▸ EXCERPT TO READ
————
Silver has been under pressure for the last two years, however, near-term tailwinds in the form of the Federal Reserve's "no taper" announcement exist, which present a trading opportunity. Long term, ever increasing demand for silver despite decreasing inventories annually should result in a higher price for years to come. To harness this likelihood, now may be the time to invest in silver equities that pay you a dividend to wait for the rise in silver prices.
One short-term reason to be bullish on silver (NYSEARCA:SLV) is the Federal Reserve. There has been some debate on this issue, but as most reading this article are aware, the much awaited and "market priced-in" taper of Fed purchases was supposed to be announced last week on 9/18/13 to the tune of $10-$20 billion a month. But to the Street's surprise, there was no taper announced. I have maintained that one reason to own gold and silver is to hold a store of value as currencies are watered down globally, and that is exactly what the Federal Reserve is guaranteeing. I suspect this will provide a bounce in metal prices into 2014.
————
Region labeling records
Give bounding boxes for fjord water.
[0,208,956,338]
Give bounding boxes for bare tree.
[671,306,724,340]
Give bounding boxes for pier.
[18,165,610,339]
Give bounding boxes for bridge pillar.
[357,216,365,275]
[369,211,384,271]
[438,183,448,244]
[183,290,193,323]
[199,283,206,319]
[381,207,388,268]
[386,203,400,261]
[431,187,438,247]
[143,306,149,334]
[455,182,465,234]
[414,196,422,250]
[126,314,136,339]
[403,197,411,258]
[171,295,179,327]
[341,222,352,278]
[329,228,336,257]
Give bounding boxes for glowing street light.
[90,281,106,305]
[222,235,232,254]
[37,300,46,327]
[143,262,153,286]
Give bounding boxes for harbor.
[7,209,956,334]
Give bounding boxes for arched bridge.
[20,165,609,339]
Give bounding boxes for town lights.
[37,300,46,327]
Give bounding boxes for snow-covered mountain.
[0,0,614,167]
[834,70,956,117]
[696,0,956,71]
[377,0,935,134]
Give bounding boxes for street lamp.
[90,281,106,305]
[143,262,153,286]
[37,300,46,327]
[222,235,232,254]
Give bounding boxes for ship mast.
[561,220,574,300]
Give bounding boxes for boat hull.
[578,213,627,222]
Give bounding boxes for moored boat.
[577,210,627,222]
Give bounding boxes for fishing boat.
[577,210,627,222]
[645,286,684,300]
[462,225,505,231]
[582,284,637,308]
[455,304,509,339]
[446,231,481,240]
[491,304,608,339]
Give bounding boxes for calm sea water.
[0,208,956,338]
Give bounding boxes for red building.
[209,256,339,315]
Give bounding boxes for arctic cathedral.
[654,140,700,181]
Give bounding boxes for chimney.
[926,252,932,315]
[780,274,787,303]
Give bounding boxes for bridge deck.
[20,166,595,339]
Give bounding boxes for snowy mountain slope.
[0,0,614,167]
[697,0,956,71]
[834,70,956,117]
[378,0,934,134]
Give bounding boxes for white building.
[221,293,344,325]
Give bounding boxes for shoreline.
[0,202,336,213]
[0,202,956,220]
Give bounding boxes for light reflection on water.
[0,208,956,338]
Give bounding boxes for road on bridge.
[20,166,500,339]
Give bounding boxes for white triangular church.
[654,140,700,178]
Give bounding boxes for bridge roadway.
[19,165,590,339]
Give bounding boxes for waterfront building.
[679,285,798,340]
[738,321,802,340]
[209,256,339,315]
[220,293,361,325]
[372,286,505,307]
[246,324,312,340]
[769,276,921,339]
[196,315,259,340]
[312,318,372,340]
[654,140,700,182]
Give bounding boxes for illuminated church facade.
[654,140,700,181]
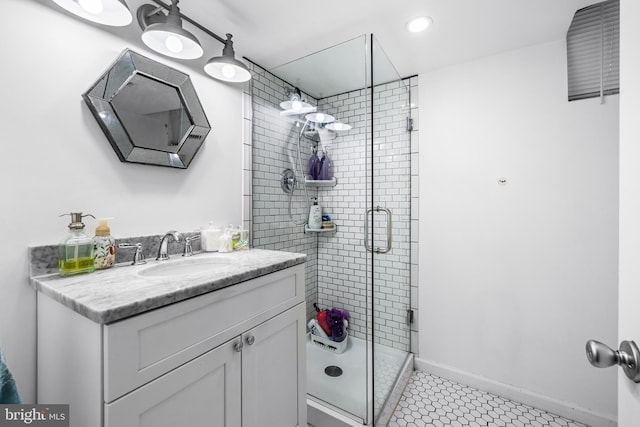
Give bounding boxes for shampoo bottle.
[307,197,322,230]
[93,218,116,270]
[58,212,95,276]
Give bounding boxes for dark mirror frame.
[82,49,211,169]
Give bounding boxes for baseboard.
[415,358,618,427]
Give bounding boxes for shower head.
[280,87,316,116]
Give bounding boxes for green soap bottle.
[58,212,95,276]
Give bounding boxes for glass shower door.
[365,35,411,425]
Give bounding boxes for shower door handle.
[364,206,393,254]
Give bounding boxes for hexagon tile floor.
[388,371,588,427]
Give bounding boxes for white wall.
[610,0,640,427]
[0,0,243,403]
[419,40,618,419]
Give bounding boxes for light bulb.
[78,0,104,15]
[221,64,236,79]
[164,36,184,53]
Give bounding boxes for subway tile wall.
[250,64,318,319]
[318,81,411,351]
[245,65,418,352]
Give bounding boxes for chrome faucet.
[156,230,182,261]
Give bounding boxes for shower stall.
[251,35,415,425]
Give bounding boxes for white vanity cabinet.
[38,264,306,427]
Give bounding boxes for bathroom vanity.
[32,249,306,427]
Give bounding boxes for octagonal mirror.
[82,49,211,169]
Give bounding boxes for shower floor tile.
[388,371,588,427]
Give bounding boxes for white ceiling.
[36,0,598,92]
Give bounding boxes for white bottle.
[307,197,322,230]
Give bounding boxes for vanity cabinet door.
[242,304,307,427]
[104,337,241,427]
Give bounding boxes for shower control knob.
[586,340,640,383]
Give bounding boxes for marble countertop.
[31,249,306,323]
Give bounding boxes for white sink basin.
[138,256,236,277]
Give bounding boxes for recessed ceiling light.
[407,16,433,33]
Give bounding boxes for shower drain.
[324,365,342,377]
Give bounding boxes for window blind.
[567,0,620,101]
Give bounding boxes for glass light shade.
[304,113,336,123]
[204,55,251,83]
[142,23,204,59]
[53,0,133,27]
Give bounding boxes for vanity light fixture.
[204,32,251,83]
[138,0,204,59]
[407,16,433,33]
[53,0,133,27]
[138,0,251,83]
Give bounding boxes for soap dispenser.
————
▸ EXERCISE TASKS
- 1) Take the region labeling records from the first line up to and including the line with "[18,165,610,339]", swap "pier" for "jetty", and give only those lines, otherwise unchanged.
- 2) Extend the article on investing in silver beyond its final sentence.

▸ TASK-BY-TASK ANSWERS
- 1)
Give bounding boxes for fjord water.
[0,208,956,338]
Give bounding boxes for bare tree.
[671,306,724,340]
Give bounding boxes for jetty.
[18,165,610,339]

- 2)
The last two years have given long-term silver investors an excellent chance to buy on the way down as we've pulled back steadily since April 2011. As the price has come down I have been recommending for some time to dollar cost average and/or pyramid down into silver. Despite the short-term pressure on the metals in 2012-2013, in many recent articles I have suggested that gold and silver prices have long-term tailwinds in the form of extensive inflationary pressures. I cannot say with certainty that we will not see some deflation first. However, I think that once inflation picks up, it could be severe. While gold is a straightforward way to benefit from the long-term currency debasement occurring globally, I believe that silver is poised to outperform in the next decade or so because it has unique supply and demand issues that gold does not benefit from. Bottom line, it could become more important than gold over the next century. What makes it so unique is that it is both a precious and industrial metal. More so than all other metals, demand is at unprecedented levels, particularly in technology, but also by those who can't afford to purchase investment gold. While demand is ever increasing, there has been reducing supply since the 1950s, despite all of the miners producing silver. What's strangest has been the poor price action in the last two years.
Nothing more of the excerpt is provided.